=== RECORDS SHOWN ===
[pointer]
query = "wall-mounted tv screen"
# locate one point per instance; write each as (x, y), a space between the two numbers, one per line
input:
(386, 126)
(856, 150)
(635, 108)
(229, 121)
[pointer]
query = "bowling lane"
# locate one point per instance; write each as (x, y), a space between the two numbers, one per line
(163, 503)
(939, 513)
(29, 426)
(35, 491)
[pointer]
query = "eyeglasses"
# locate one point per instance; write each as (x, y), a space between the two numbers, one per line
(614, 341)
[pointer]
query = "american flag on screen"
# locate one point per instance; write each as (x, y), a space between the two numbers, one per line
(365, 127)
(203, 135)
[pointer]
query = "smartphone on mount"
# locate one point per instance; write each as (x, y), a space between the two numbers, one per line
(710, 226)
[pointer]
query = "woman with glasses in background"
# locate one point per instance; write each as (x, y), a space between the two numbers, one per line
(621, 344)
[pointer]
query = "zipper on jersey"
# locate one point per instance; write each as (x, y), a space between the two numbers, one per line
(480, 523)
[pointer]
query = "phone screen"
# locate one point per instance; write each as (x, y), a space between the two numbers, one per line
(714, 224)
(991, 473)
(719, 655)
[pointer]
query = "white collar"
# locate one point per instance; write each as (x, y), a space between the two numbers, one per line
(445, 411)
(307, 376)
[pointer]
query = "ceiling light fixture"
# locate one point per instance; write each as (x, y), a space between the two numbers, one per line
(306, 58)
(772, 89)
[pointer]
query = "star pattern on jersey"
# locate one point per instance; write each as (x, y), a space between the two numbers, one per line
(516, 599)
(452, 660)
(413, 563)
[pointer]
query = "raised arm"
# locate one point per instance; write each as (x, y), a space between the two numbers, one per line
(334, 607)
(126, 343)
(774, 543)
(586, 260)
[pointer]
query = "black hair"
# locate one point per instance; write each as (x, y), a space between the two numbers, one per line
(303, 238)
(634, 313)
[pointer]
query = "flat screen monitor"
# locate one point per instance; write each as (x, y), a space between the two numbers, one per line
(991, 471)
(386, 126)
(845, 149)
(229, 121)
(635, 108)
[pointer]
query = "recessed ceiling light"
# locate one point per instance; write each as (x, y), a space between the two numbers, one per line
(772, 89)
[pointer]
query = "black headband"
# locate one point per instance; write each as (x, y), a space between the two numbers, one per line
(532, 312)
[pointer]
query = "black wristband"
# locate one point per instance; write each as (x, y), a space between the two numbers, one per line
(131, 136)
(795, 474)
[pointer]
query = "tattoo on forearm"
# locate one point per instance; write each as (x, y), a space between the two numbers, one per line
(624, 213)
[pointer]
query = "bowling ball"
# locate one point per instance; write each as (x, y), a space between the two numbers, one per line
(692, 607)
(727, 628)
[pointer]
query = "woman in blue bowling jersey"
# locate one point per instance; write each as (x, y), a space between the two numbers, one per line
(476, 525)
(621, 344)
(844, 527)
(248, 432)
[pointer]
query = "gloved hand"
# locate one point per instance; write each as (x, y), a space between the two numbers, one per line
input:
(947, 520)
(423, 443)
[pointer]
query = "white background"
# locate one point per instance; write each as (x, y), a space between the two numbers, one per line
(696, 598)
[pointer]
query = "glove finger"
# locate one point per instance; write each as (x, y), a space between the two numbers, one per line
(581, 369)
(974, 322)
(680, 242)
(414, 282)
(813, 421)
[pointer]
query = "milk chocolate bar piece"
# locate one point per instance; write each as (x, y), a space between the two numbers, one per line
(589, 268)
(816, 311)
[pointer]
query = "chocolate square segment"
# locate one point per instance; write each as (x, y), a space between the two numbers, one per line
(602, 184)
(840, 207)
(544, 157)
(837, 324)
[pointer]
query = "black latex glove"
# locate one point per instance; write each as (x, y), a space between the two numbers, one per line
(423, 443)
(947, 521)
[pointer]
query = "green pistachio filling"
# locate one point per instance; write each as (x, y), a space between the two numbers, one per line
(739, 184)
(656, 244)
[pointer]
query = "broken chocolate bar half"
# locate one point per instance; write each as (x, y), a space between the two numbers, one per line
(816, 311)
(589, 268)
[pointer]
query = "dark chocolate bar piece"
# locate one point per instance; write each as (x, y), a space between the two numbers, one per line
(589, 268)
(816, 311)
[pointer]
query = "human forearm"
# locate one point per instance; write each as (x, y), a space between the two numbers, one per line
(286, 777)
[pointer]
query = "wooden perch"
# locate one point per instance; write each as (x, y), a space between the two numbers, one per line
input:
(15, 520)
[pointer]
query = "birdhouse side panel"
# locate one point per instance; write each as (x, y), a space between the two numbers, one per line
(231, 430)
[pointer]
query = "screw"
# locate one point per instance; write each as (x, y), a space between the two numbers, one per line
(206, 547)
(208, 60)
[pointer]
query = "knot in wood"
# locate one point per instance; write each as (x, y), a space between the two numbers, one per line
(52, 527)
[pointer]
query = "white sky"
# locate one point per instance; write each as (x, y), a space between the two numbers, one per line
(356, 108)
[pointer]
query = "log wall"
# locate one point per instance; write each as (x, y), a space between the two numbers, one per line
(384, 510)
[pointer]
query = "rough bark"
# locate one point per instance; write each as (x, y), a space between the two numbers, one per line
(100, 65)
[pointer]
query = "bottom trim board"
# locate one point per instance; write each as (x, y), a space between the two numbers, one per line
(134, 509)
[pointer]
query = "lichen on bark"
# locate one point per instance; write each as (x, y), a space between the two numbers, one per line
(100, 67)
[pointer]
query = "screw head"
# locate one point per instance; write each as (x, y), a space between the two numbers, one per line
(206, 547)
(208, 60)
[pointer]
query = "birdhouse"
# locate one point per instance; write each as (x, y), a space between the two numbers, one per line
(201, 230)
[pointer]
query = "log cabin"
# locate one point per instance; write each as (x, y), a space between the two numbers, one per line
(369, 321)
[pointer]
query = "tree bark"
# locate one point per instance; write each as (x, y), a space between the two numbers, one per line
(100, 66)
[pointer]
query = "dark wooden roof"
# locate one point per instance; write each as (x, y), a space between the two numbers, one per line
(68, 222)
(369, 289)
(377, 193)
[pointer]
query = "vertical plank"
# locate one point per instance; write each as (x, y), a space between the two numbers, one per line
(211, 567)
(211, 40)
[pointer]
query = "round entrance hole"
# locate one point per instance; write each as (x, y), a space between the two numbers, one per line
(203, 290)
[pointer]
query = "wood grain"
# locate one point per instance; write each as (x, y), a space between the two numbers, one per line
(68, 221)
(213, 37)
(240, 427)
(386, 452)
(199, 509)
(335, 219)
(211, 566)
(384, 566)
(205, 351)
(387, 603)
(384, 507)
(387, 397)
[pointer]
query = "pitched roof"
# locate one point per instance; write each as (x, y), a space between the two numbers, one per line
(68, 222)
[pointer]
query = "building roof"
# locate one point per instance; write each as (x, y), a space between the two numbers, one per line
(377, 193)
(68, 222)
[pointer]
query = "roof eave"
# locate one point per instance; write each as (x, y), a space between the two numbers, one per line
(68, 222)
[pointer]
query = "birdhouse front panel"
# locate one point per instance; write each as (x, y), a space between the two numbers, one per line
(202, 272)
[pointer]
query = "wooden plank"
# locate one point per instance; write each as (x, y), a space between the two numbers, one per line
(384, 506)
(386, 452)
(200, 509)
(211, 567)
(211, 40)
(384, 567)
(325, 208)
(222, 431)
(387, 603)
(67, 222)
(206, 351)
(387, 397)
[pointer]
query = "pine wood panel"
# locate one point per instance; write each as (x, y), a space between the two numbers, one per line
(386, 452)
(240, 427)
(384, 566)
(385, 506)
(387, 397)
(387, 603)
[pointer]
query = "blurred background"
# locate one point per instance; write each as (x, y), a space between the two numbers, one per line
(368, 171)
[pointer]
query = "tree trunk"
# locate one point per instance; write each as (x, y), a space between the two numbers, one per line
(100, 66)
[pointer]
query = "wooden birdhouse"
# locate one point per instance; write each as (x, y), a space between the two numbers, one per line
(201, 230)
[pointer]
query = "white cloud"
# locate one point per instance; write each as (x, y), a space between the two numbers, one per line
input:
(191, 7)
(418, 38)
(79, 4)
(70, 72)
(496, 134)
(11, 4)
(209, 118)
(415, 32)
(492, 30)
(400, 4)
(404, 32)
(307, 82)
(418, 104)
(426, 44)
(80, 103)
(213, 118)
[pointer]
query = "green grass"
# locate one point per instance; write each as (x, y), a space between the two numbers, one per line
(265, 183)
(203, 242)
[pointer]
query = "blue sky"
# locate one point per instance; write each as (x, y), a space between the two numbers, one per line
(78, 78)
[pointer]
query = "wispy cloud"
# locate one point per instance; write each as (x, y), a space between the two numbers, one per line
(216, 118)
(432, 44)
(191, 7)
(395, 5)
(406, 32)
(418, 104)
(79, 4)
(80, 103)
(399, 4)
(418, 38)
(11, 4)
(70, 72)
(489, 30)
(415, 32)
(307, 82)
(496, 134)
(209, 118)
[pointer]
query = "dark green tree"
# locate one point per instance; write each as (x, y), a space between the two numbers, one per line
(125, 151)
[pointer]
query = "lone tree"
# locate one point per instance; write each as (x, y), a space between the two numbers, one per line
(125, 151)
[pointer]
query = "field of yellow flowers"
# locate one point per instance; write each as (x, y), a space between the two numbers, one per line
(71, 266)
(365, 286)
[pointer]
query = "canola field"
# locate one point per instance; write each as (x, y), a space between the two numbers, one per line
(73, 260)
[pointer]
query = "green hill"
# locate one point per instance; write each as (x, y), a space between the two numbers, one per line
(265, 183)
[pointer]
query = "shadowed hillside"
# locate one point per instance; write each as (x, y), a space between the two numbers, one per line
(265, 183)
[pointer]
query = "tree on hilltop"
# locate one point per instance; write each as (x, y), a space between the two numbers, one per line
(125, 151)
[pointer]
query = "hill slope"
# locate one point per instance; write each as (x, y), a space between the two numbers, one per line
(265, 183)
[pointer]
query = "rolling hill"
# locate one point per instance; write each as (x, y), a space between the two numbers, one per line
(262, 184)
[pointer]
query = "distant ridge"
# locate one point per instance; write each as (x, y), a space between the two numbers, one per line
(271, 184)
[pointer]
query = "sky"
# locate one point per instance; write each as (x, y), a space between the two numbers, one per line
===
WRITTEN INSTRUCTION:
Gather every line of the records above that contains the string "cloud", matching case exactly, and copy each one as a full line.

WRITTEN ANSWER:
query = "white cloud"
query = "wispy cloud"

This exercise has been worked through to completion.